All of the data that follows should be retyped exactly, please, except the pictures.

------------------------

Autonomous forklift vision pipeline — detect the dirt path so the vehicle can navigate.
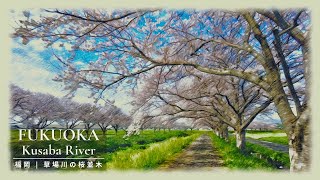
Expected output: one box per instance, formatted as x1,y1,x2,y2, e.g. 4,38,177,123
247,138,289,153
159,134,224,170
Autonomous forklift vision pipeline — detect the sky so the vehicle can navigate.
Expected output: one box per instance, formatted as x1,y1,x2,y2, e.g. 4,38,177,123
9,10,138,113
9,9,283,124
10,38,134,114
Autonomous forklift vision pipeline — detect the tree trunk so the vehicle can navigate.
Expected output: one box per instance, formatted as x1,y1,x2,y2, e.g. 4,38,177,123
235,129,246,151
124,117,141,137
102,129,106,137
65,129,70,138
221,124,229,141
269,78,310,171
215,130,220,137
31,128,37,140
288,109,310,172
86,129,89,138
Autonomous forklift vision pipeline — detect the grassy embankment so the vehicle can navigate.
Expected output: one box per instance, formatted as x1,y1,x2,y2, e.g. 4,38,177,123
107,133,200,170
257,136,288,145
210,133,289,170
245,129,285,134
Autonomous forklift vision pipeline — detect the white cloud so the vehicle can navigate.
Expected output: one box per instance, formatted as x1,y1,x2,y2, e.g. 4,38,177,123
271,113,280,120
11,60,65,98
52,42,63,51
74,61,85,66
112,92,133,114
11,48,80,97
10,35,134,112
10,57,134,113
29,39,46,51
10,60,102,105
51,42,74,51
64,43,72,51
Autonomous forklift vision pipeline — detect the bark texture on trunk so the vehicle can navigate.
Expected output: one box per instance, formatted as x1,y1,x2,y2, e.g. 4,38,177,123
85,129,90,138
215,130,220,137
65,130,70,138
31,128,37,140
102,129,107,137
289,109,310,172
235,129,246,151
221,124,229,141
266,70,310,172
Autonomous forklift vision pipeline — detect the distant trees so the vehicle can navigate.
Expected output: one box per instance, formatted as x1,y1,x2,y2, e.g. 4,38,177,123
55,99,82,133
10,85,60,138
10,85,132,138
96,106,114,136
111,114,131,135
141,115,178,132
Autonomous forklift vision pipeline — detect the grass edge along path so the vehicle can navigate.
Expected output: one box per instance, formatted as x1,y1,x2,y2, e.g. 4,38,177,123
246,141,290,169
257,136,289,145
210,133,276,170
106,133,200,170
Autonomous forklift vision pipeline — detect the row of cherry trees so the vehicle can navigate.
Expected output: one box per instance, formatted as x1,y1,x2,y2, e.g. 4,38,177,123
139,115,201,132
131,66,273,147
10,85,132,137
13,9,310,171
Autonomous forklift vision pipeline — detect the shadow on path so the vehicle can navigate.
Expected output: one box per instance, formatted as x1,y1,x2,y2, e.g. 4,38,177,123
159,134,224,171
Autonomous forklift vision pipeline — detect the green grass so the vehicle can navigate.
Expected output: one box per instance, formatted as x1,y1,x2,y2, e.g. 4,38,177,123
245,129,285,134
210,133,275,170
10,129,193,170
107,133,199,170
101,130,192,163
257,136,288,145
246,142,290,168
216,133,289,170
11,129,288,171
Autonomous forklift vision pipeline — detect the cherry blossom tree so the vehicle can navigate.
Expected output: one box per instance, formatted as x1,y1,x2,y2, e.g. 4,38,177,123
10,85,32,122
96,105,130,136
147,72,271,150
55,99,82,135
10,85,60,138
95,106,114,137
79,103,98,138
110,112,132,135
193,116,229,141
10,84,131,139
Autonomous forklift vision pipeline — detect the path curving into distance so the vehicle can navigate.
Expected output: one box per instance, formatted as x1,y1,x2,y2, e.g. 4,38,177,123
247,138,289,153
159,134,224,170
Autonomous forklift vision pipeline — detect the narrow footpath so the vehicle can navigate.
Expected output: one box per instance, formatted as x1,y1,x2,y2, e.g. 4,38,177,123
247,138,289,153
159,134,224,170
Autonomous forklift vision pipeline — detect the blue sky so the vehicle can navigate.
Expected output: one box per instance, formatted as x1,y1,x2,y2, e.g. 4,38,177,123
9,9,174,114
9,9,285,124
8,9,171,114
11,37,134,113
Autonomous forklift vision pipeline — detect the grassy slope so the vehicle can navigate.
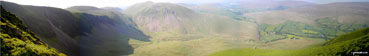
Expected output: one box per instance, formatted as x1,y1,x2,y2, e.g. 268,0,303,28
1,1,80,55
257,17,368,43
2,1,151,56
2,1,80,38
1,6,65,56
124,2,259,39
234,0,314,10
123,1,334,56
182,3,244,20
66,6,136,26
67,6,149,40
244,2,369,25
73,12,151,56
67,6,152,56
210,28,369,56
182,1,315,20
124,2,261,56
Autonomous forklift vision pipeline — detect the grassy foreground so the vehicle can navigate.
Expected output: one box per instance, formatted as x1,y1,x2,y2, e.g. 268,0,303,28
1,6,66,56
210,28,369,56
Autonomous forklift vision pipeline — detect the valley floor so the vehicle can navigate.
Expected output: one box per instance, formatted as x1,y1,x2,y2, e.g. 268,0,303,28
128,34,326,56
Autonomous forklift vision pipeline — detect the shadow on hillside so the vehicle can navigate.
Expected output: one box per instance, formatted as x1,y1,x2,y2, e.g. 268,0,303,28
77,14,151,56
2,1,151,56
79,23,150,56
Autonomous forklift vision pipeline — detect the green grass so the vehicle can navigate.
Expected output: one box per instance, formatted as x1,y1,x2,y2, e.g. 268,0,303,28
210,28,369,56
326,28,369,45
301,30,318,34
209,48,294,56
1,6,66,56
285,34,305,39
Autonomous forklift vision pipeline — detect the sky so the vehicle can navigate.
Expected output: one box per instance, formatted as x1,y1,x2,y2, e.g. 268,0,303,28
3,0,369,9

------------------------

= Written response =
Autonomous forklift vision pipeline — detect the dirt path so the vehicle can navigate.
Expected output: one box per instance, formatted as x1,y1,x2,y2, e.g. 4,38,177,123
247,138,289,153
159,134,224,170
Autonomous forklift vision pipeline — detect the sky so the vehicle can navigate.
Expected output: one box per instance, formatted as x1,y1,x2,y2, e.g. 4,38,177,123
9,10,138,113
9,9,283,124
10,38,134,114
Autonomous forklift vision pipeline — detect the tree trunk so the vehicle can navigate.
Expected output: one box per instance, formatted as x1,y1,x2,y2, e.g. 4,38,177,123
235,129,246,151
124,117,141,137
102,129,106,137
65,129,70,138
221,124,229,141
269,78,310,171
215,130,220,137
31,128,37,140
288,109,310,172
86,129,89,138
Autonomous forklift vision pipeline — detect the grassy embankment so the vehicle can navigate.
Expected output: one box per instance, formatted as x1,y1,x2,y2, e.g. 4,38,177,123
107,133,200,170
257,136,288,145
210,133,289,170
245,129,285,134
Autonomous forklift vision pipeline — detect the white cloud so the vehicle can navigate.
Expected output: one box per instance, formatted as x1,y1,x2,y2, e.g. 4,38,177,123
271,113,280,120
11,60,65,98
52,42,63,51
74,61,85,66
112,92,133,114
11,48,80,97
10,35,134,112
10,57,134,113
29,39,46,51
10,60,102,105
51,42,74,51
64,43,72,51
Autonomous forklift vision pipeline — detect the bark texture on trunk so the vehicle can navigate.
Expected output: one box per instance, formatted as x1,y1,x2,y2, e.g. 4,38,177,123
85,129,90,138
215,130,220,137
65,130,70,138
31,128,37,140
102,129,107,137
289,109,310,172
235,129,246,151
221,124,229,141
266,70,310,172
Autonomous forklift vision pipeline — detect the distant trees so the vehicle can navigate.
Expected output: one box per instance, formatted as x1,y1,x2,y2, e.g. 4,38,177,123
55,99,82,133
10,85,60,138
10,85,132,138
96,106,114,136
111,114,131,135
141,115,178,132
Autonomous forklift vision pipeline — detect the grass edge along path so the vehicle can navigate.
Expected output: one box per instance, formatted as x1,y1,x2,y2, e.g. 4,38,177,123
246,141,290,169
257,136,289,145
210,133,276,170
106,133,200,170
Autonomous forklift vision pipeline — detect the row of cherry trees so the vehicle can navigate.
Expected output: one box per instance, formatted as x1,y1,x2,y2, e.g. 4,38,177,123
139,115,201,132
131,66,273,147
10,85,132,137
13,9,310,171
Autonomous forklift vision pipeline — detect the shadow on path so the vehicle can navigate.
Expected output: one box per instance, formatted as x1,y1,x2,y2, e.g. 4,38,177,123
159,134,224,171
Autonomous forklift vision pipeline — detect the green grass so the vehicle can navigate.
Expected output: one box per instance, formatted as x1,y1,x2,y2, e.g. 4,38,177,123
245,129,285,134
210,133,275,170
10,129,193,170
107,133,199,170
101,130,192,163
257,136,288,145
246,142,290,168
216,133,289,170
11,129,288,171
Autonomous forklift vision pipeline — detect the cherry blossom tree so the vehicle can navigate.
Expected output: one box per instance, formatted as x1,y1,x2,y2, e.g. 4,38,177,123
10,85,32,122
96,105,130,136
147,72,271,150
55,99,82,135
10,85,60,138
95,106,114,137
79,103,98,138
110,112,132,135
193,116,229,141
10,84,131,139
Autonomous forklift vision pipeline — detect the path curving into distance so the vehicle can navigate.
Expected output: one box per instance, formatted as x1,y1,x2,y2, e.g. 4,38,177,123
247,138,289,153
159,134,224,170
Autonomous forklift vision pipeline — detect the narrow footpath so the vehicle can navigate.
Expected output: one box per instance, formatted as x1,y1,x2,y2, e.g. 4,38,177,123
247,138,289,153
159,134,224,170
Autonomous forklift vision pipeline — detect the blue sky so the vehicle can navigate.
Expected output: one box per instance, formatted as x1,y1,x2,y2, e.g. 4,38,177,123
9,9,174,114
9,9,285,124
8,9,171,114
11,37,134,113
Autonomous forklift vision pipeline — detect the grassy slope so the vehicle can navigate.
Expected output: one box per instance, formatted as x1,y1,x2,y2, e.g. 268,0,303,28
1,1,80,55
257,17,368,43
2,1,151,56
2,1,80,38
1,6,65,56
124,2,259,39
234,0,314,10
123,1,334,56
182,3,244,20
66,6,136,26
67,6,149,40
244,2,369,25
73,12,151,56
67,6,152,56
210,28,369,56
182,1,315,20
124,2,261,56
Autonomous forklift vision pipeline — detect the grassy foreground so the vehicle can navigate.
Expected output: one box per instance, formatted as x1,y1,x2,y2, e.g. 268,0,303,28
1,6,66,56
210,28,369,56
Autonomous forklift vision pipeline — detect the valley floor so the vehicle can navigate.
Expected output: one box per instance, formatted as x1,y1,x2,y2, e.g. 268,0,303,28
128,34,326,56
Autonomous forklift vision pipeline — detect the shadow on hillside so the vehicle can navigate.
Expected output: one box per instance, formatted as x1,y1,x2,y2, e.g. 268,0,303,28
77,14,151,56
2,1,151,56
79,23,150,56
Autonomous forklift vision pipeline — detect the green grass so the vehicle can navigate.
Expected output: one box per instance, formatted as x1,y1,x2,y2, e.g. 268,0,303,28
210,28,369,56
326,28,369,45
301,30,318,34
209,48,294,56
1,6,66,56
285,34,305,39
Autonomous forklift vision pipeline — detect the sky so the vehicle can navigate.
Expected output: one box per instance, formatted as x1,y1,x2,y2, e.g. 268,0,303,28
3,0,369,9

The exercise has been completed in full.